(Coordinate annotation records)
▶

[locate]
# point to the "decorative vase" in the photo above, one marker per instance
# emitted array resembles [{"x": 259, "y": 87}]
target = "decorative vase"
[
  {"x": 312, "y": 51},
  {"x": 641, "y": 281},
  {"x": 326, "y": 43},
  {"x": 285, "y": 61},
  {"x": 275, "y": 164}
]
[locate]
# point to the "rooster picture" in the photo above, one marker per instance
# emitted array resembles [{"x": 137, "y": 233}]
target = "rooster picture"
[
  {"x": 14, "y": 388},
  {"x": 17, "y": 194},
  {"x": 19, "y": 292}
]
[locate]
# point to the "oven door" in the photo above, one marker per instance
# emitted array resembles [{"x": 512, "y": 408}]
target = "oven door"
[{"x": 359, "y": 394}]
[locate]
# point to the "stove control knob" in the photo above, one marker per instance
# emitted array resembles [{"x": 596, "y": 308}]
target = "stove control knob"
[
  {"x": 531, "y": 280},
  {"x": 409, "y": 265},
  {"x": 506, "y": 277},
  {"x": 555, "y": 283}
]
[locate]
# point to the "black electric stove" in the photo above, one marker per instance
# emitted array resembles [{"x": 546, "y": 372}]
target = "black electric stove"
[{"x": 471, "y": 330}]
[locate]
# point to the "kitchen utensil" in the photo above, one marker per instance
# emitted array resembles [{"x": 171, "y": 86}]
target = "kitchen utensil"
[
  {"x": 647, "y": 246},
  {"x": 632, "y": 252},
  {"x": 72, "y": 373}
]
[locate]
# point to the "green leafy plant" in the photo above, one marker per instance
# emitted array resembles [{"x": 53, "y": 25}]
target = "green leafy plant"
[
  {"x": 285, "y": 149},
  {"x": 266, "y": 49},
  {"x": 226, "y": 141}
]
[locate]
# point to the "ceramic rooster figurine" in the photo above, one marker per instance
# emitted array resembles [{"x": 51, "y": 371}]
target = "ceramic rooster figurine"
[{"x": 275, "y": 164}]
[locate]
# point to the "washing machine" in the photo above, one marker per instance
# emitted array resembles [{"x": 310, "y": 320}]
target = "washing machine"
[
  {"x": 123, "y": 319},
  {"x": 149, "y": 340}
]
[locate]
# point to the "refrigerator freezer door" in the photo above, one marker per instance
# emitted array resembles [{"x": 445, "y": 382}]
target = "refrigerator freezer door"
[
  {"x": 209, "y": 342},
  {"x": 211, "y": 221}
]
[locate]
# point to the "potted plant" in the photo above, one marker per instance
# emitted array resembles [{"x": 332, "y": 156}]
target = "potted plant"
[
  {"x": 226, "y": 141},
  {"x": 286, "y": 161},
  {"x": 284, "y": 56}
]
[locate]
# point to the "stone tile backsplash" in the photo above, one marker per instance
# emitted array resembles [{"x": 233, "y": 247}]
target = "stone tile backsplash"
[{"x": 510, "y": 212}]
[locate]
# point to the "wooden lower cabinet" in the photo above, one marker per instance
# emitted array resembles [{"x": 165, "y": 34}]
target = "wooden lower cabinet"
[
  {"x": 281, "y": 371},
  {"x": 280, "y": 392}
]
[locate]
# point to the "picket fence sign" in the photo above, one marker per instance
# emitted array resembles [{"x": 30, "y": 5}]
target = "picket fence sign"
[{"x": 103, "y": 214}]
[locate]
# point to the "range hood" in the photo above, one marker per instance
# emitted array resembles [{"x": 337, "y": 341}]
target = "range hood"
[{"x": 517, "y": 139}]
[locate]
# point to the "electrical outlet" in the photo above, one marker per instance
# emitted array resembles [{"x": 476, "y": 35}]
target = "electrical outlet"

◀

* _SET TASK_: The records above must be repeated exactly, every one of them.

* _OUTPUT BELOW_:
[locate]
# point to the "decorative vase" in the photo above, one marker per instance
# emitted array resembles [{"x": 259, "y": 87}]
target = "decorative vase"
[
  {"x": 312, "y": 51},
  {"x": 641, "y": 281},
  {"x": 326, "y": 43},
  {"x": 285, "y": 61},
  {"x": 275, "y": 164}
]
[locate]
# point to the "rooster picture" in the photo above, one marker per instance
# emitted array resembles [{"x": 137, "y": 233}]
target = "rooster picture"
[
  {"x": 14, "y": 388},
  {"x": 17, "y": 194},
  {"x": 19, "y": 292}
]
[locate]
# point to the "oven door" in the photo above, one marker per instance
# emitted array resembles [{"x": 512, "y": 408}]
target = "oven door"
[{"x": 359, "y": 394}]
[locate]
# point to the "stove control knob" in the photo above, one marker per instance
# emitted array resembles [{"x": 596, "y": 308}]
target = "stove control knob"
[
  {"x": 531, "y": 280},
  {"x": 409, "y": 265},
  {"x": 506, "y": 277},
  {"x": 555, "y": 283}
]
[locate]
# point to the "black electric stove" in the photo above, one marker per instance
# emitted array resembles [{"x": 546, "y": 372}]
target = "black electric stove"
[{"x": 471, "y": 330}]
[locate]
# point to the "kitchen utensil" in the photo above, one marker per instance
# emitted array resembles [{"x": 171, "y": 86}]
target = "kitchen utensil"
[
  {"x": 647, "y": 246},
  {"x": 632, "y": 252},
  {"x": 72, "y": 373}
]
[locate]
# point to the "green leafy plant" in the photo above, one marker per instance
# emitted array resembles [{"x": 53, "y": 25}]
target = "green leafy plant"
[
  {"x": 285, "y": 149},
  {"x": 266, "y": 49},
  {"x": 226, "y": 141}
]
[locate]
# point to the "ceramic rooster figurine" in the photo above, one marker per instance
# emitted array resembles [{"x": 51, "y": 371}]
target = "ceramic rooster figurine"
[{"x": 275, "y": 164}]
[locate]
# point to the "washing machine" in the photo above, one marker per instance
# emitted array resembles [{"x": 310, "y": 320}]
target = "washing machine"
[
  {"x": 123, "y": 319},
  {"x": 149, "y": 340}
]
[locate]
# point to the "refrigerator freezer door" in the photo above, one marker per instance
# emitted array resembles [{"x": 445, "y": 382}]
target = "refrigerator freezer door"
[
  {"x": 209, "y": 342},
  {"x": 211, "y": 221}
]
[locate]
# point to the "potted plant" in the photo above, one marker per instance
# emitted array resembles [{"x": 332, "y": 156}]
target = "potted plant"
[
  {"x": 226, "y": 141},
  {"x": 286, "y": 161},
  {"x": 284, "y": 56}
]
[locate]
# point to the "stone tile backsplash" in the photo above, one marker per instance
# emitted array resembles [{"x": 233, "y": 247}]
target = "stone tile backsplash"
[{"x": 510, "y": 212}]
[locate]
# point to the "wooden lower cabinet" in the photo above, one marker per instance
# emitted array resembles [{"x": 165, "y": 34}]
target = "wooden lower cabinet"
[
  {"x": 281, "y": 371},
  {"x": 280, "y": 392}
]
[locate]
# point to the "picket fence sign" in the photo above, one marker per instance
# emitted array resembles [{"x": 30, "y": 5}]
target = "picket fence sign"
[{"x": 103, "y": 214}]
[locate]
# point to the "range hood" in the photo above, one marker per instance
# emitted array resembles [{"x": 337, "y": 341}]
target = "range hood"
[{"x": 517, "y": 139}]
[locate]
# point to the "electrical outlet" in the photo above, one marker per instance
# emitted array resembles [{"x": 476, "y": 35}]
target = "electrical outlet"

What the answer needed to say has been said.